-------- Material to process --------
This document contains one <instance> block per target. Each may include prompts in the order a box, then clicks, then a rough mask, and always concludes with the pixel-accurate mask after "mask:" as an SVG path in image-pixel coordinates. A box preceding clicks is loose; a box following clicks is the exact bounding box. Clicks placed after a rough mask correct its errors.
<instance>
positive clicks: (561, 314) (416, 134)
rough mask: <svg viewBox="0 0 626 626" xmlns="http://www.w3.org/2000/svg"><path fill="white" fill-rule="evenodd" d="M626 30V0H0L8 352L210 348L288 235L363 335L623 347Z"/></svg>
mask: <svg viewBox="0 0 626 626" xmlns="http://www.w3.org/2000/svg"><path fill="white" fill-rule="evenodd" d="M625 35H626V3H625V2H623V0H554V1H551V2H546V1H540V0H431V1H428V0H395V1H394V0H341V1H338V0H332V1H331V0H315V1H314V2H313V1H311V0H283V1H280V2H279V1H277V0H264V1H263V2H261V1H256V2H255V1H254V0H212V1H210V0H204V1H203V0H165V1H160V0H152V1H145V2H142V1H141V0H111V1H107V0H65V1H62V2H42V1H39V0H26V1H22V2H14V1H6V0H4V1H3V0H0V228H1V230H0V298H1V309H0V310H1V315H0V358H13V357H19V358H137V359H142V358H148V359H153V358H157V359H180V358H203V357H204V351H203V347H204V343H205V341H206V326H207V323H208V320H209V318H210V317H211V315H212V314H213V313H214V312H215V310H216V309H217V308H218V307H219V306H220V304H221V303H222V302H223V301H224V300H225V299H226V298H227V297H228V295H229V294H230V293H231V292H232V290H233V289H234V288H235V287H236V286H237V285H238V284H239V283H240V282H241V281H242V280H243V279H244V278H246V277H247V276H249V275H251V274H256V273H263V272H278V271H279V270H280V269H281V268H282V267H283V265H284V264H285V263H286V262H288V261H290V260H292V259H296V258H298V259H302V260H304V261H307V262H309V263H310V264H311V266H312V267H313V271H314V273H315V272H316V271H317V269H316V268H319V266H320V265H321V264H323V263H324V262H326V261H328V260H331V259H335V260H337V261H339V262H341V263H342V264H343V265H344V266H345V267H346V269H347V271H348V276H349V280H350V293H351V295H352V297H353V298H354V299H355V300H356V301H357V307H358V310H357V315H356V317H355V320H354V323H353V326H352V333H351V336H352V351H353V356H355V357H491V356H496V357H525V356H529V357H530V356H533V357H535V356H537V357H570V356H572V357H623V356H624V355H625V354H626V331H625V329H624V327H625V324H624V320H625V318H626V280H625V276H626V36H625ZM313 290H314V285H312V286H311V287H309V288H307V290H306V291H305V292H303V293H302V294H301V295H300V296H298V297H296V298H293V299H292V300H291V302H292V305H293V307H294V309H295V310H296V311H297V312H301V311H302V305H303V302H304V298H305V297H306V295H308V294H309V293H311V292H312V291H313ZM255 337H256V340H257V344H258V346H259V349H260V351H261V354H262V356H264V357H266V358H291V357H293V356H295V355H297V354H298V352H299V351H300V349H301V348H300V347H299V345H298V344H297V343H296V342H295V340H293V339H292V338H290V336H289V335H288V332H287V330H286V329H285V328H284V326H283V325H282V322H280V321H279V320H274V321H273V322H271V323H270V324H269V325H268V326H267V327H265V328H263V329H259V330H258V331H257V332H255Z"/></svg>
--------
== Exercise aim ==
Rewrite the data above, replacing every "rough mask" with "coarse mask" and leaving everything else unchanged.

== Response ==
This document contains one <instance> block per target. Each may include prompts in the order a box, then clicks, then a coarse mask, and always concludes with the pixel-accurate mask after "mask:" as an SVG path in image-pixel coordinates. A box preceding clicks is loose; a box following clicks is the exact bounding box. Clicks placed after a coarse mask correct its errors.
<instance>
positive clicks: (561, 314) (416, 134)
coarse mask: <svg viewBox="0 0 626 626" xmlns="http://www.w3.org/2000/svg"><path fill="white" fill-rule="evenodd" d="M626 30V0H0L8 352L210 348L288 235L363 335L623 347Z"/></svg>
mask: <svg viewBox="0 0 626 626" xmlns="http://www.w3.org/2000/svg"><path fill="white" fill-rule="evenodd" d="M625 35H626V3H625V2H623V0H554V1H551V2H546V1H540V0H431V1H428V0H395V1H394V0H341V1H338V0H332V1H331V0H315V1H314V2H313V1H311V0H283V1H280V2H279V1H277V0H264V1H263V2H261V1H256V2H255V1H254V0H212V1H210V0H204V1H203V0H165V1H160V0H152V1H145V2H142V1H141V0H111V1H107V0H65V1H62V2H42V1H39V0H26V1H22V2H14V1H6V0H4V1H3V0H0V228H1V230H0V298H1V309H0V310H1V315H0V358H13V357H19V358H137V359H142V358H148V359H153V358H157V359H180V358H203V357H204V351H203V347H204V343H205V341H206V326H207V323H208V320H209V318H210V317H211V315H212V314H213V313H214V312H215V310H216V309H217V308H218V307H219V306H220V304H221V303H222V302H223V301H224V300H225V299H226V298H227V297H228V295H229V294H230V293H231V292H232V290H233V289H234V288H235V287H236V286H237V285H238V284H239V283H240V282H241V281H242V280H243V279H244V278H246V277H247V276H249V275H251V274H256V273H263V272H278V271H279V270H280V269H281V268H282V267H283V265H284V264H285V263H286V262H288V261H290V260H292V259H296V258H298V259H302V260H304V261H307V262H309V263H310V264H311V266H312V267H313V271H314V273H315V272H316V271H317V269H316V268H319V266H320V265H321V264H323V263H324V262H326V261H328V260H331V259H335V260H337V261H339V262H341V263H342V264H343V265H344V266H345V267H346V269H347V271H348V276H349V280H350V293H351V295H352V297H353V298H354V299H355V300H356V301H357V307H358V310H357V315H356V317H355V320H354V323H353V326H352V333H351V336H352V351H353V356H355V357H491V356H496V357H525V356H529V357H530V356H533V357H535V356H537V357H570V356H572V357H623V356H624V355H625V354H626V331H625V329H624V327H625V324H624V320H625V318H626V280H625V276H626V36H625ZM313 290H314V285H312V286H311V287H309V288H307V290H306V291H305V292H303V293H302V294H301V295H300V296H298V297H296V298H293V299H292V300H291V302H292V305H293V307H294V309H295V310H296V311H297V312H301V311H302V305H303V302H304V298H305V297H306V295H308V294H309V293H311V292H312V291H313ZM255 337H256V340H257V344H258V346H259V349H260V351H261V354H262V356H264V357H266V358H291V357H293V356H295V355H297V354H298V352H299V351H300V349H301V348H300V347H299V345H298V344H297V343H296V342H295V340H293V339H292V338H290V336H289V335H288V332H287V330H286V329H285V328H284V326H283V325H282V322H280V321H279V320H274V321H273V322H271V323H270V324H269V325H268V326H267V327H265V328H263V329H259V330H258V331H257V332H255Z"/></svg>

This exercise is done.